_Given instruction_
Select every line in the listing below that contains the string "wire", and copy each one. Case is significant, so only lines with matching capitalization qualify.
--- start Extracted material ---
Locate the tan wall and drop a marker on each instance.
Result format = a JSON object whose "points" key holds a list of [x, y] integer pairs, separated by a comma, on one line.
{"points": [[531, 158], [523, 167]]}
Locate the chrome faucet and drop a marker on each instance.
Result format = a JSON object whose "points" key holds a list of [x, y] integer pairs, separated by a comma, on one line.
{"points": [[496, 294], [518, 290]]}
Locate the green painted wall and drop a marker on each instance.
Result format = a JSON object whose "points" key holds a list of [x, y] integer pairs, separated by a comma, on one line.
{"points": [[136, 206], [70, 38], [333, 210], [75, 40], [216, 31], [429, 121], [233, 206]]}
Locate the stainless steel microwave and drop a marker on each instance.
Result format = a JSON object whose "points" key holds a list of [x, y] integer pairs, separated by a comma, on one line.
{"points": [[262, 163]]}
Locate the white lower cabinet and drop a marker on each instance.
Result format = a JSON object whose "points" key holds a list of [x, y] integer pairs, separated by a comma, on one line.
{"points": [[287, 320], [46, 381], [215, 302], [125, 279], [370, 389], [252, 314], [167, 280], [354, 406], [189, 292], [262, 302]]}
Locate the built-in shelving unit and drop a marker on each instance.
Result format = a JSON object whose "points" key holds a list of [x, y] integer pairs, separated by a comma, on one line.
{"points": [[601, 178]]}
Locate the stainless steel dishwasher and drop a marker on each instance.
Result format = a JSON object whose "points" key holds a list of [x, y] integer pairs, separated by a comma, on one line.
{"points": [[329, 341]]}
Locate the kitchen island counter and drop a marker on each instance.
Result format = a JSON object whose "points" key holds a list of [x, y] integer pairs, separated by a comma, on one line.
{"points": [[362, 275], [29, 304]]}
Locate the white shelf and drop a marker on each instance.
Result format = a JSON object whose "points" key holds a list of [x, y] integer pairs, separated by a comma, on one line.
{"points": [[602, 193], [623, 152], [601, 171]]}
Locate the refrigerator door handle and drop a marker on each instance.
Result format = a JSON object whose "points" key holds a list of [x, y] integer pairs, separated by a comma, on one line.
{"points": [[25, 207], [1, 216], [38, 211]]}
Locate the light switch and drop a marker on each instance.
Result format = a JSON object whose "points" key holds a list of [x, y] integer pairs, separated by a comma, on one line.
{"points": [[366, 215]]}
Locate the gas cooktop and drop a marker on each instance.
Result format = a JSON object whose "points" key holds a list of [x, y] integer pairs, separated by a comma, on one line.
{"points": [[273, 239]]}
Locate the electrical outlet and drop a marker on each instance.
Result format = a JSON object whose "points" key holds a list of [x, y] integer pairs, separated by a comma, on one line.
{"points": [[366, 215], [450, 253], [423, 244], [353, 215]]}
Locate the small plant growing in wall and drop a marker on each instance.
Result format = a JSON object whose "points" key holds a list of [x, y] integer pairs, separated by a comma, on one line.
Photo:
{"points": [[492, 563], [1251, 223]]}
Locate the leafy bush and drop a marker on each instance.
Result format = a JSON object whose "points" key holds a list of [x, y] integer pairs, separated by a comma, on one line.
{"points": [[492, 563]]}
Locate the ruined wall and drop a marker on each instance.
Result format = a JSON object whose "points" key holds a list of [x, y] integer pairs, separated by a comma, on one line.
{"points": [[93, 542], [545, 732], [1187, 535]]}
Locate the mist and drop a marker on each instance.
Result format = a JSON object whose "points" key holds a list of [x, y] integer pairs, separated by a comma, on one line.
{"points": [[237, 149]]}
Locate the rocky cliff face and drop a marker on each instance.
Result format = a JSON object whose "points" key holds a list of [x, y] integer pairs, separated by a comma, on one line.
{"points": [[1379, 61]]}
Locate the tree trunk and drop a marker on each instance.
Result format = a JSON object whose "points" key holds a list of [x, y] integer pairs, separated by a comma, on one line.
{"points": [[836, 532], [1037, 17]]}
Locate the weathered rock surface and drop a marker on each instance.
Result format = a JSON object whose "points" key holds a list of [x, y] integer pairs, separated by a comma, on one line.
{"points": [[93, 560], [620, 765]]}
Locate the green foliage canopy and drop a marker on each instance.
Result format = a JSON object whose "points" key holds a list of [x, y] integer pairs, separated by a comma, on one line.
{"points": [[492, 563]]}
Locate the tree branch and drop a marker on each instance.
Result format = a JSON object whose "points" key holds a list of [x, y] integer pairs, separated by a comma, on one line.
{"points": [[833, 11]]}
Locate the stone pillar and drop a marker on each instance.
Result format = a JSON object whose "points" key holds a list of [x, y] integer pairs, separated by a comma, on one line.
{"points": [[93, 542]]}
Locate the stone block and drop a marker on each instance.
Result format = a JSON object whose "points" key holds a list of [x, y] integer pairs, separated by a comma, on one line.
--- end Extracted material ---
--- start Extracted material ---
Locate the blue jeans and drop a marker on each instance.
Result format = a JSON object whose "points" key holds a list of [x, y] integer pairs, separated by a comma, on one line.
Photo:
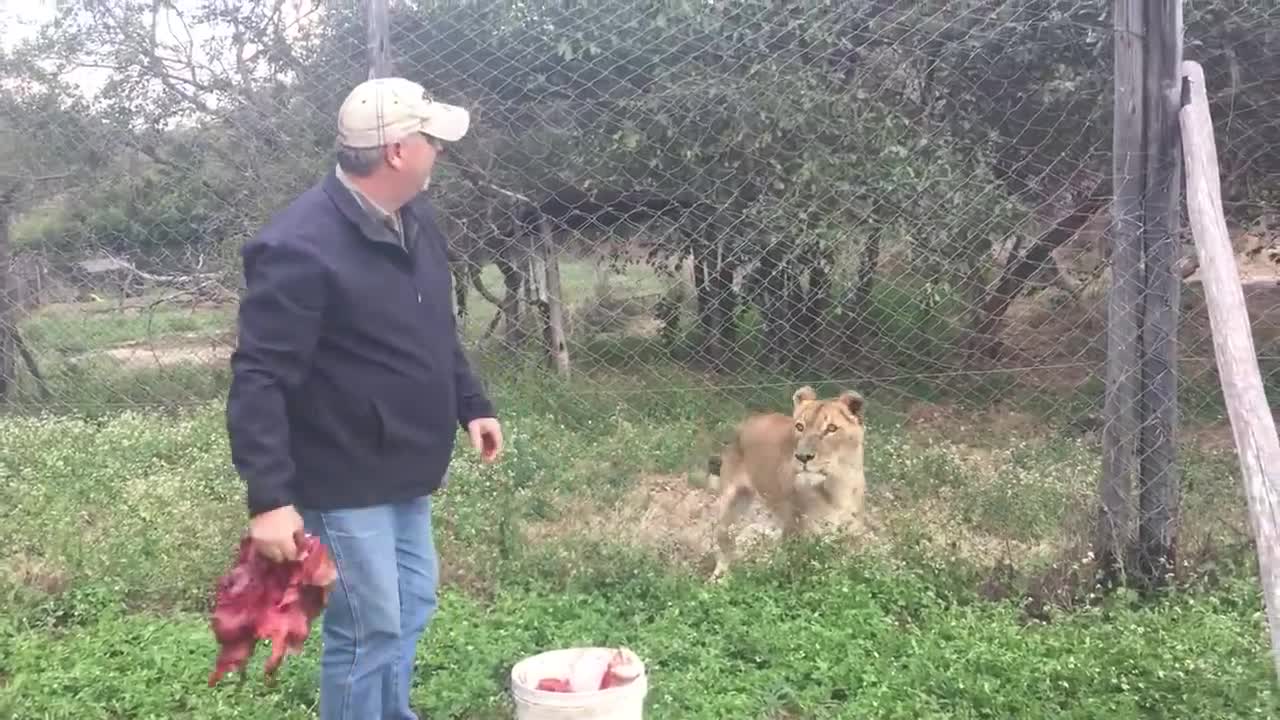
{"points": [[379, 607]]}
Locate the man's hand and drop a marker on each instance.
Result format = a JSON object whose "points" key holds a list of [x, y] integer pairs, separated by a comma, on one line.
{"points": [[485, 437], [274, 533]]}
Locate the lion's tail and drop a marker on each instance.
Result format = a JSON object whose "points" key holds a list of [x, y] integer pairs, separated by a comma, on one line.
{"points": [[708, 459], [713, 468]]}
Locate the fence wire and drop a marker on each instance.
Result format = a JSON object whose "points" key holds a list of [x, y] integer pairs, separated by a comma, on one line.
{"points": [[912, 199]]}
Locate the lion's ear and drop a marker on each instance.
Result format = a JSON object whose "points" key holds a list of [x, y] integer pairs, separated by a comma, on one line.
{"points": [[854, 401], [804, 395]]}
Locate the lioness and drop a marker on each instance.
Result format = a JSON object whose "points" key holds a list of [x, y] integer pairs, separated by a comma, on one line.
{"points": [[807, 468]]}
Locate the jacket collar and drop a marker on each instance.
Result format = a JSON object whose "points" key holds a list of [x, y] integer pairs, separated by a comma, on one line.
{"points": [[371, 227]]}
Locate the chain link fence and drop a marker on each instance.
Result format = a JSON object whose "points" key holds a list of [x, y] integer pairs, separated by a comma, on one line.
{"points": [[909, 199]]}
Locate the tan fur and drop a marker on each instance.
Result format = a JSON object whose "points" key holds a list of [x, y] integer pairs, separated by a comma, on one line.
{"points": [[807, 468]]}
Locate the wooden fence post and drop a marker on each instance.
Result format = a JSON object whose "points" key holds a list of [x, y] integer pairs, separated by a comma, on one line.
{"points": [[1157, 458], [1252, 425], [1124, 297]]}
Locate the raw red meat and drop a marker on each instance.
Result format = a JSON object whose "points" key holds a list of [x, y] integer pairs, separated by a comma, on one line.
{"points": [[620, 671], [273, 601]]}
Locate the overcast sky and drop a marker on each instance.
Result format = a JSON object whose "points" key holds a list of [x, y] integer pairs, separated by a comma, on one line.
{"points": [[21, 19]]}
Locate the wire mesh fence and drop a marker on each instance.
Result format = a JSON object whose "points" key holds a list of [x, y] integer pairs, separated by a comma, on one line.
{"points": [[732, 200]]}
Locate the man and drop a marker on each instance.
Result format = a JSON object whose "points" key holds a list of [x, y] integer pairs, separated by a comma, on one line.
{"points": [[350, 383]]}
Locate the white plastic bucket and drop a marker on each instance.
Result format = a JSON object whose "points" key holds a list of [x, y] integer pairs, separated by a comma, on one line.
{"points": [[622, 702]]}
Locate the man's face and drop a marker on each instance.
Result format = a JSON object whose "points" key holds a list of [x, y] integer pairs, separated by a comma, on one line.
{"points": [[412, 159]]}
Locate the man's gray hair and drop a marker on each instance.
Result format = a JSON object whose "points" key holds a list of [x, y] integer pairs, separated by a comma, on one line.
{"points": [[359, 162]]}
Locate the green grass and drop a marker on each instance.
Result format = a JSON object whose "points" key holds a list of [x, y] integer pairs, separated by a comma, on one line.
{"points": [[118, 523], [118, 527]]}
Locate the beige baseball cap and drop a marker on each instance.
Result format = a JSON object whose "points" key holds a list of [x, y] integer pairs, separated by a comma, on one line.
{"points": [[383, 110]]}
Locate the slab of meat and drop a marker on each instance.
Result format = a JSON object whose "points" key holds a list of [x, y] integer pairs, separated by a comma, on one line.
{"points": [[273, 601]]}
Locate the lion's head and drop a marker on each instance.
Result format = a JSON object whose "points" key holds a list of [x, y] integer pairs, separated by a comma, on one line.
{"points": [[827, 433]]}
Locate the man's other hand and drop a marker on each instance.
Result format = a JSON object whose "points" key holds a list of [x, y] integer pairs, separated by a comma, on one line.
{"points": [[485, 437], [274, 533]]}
--- end Extracted material ---
_Problem solution_
Locate the fence wire and drop a marker on each instance.
Locate the wire mesh fence and drop a marker on each instance.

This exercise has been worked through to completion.